------ EXCERPTED PASSAGE
But the ruling class has figured out that it can associate different social categories with the expectation and/or requirement that their members will engage in certain types of work. When they do that, the working class itself begins to organically adapt to the capitalist division of labor. The gender role of womanhood, for instance, has unpaid gendered labor built into it. The capitalist class doesn't send a memo to every individual woman each morning that reads, “Today we need you to clean the kitchen and comfort you boyfriend when he's upset." But on the ground, women, not men, are almost always the ones who do that type of work.

How does that happen? Well, men have learned a social role that includes having that done for them, and women have learned one that includes doing it. Every time they re-enact those roles, they re-create them; the repeated experience of behaving the way others expect based on gender causes people to internalize those expectations, which then leads them to project them back onto others. The division of labor happens through identity categories, and it plays out in a way that keeps reinforcing them.

Of course, capitalists don't rely on the working class to keep doing that entirely on its own. They actively intervene in daily life to keep the categories strong. While that does involve the mass media, religious doctrine, and the education system promoting stereotypes and unequal expectations, propaganda is only part of the story. Rather, the ruling class sustains and reinforces identity groups by treating some of them much worse than others. By punishing (legally or socially) those who cross category lines, it keeps the distinctions clear. Racial profiling by police helps keep certain neighborhoods white. When a church excommunicates gays, it ensures that its parishioners' households are headed by men and produce lots of children.
------------
◆ DIRECTIONS
Duplicate the section of the passage on the capitalist division of labor that begins at "How does that" and stops after "keeps reinforcing them.", keeping every word unchanged.
------ MATERIAL
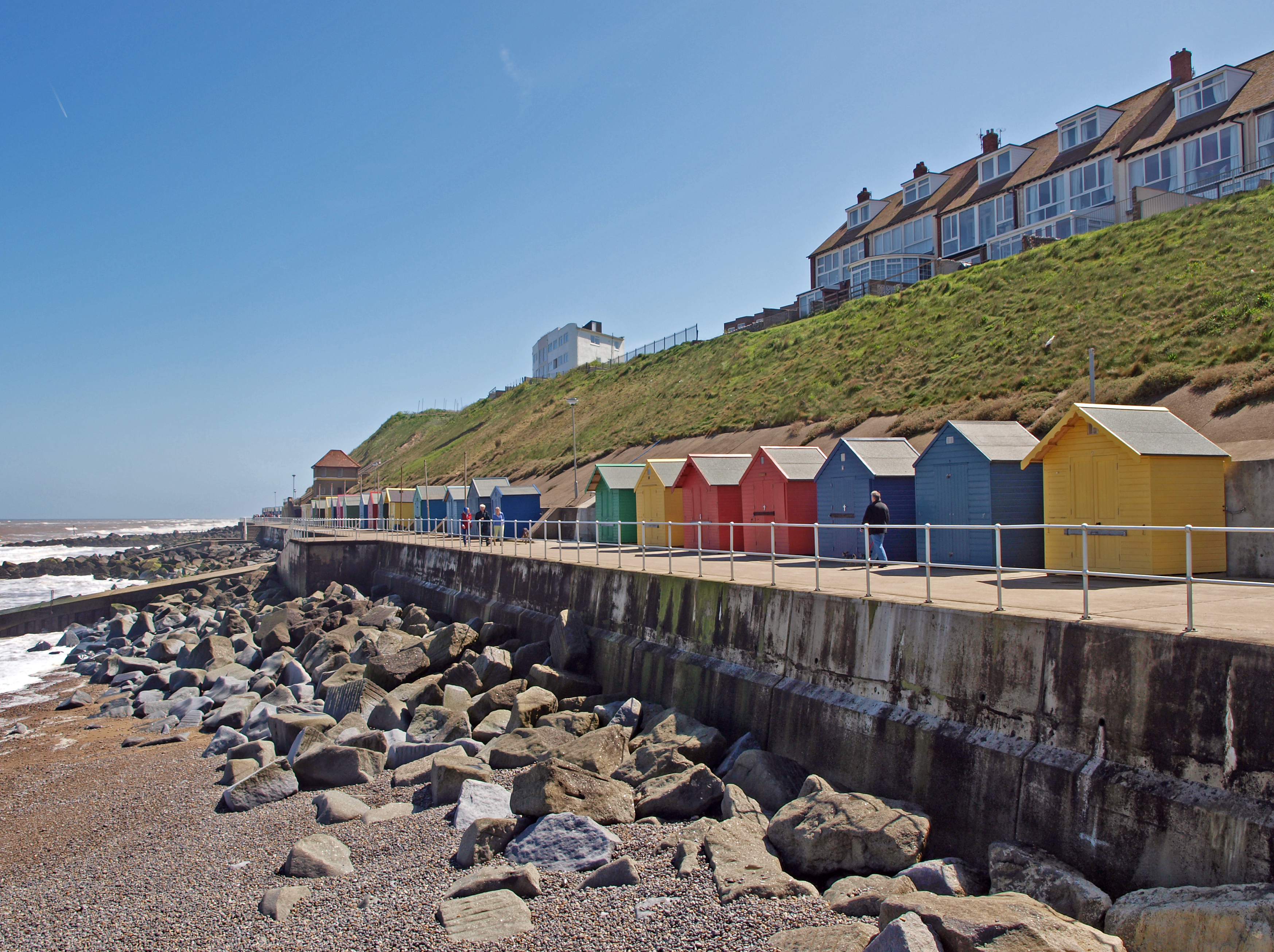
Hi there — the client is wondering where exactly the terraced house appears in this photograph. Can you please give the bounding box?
------------
◆ REPLY TO THE EXERCISE
How does that happen? Well, men have learned a social role that includes having that done for them, and women have learned one that includes doing it. Every time they re-enact those roles, they re-create them; the repeated experience of behaving the way others expect based on gender causes people to internalize those expectations, which then leads them to project them back onto others. The division of labor happens through identity categories, and it plays out in a way that keeps reinforcing them.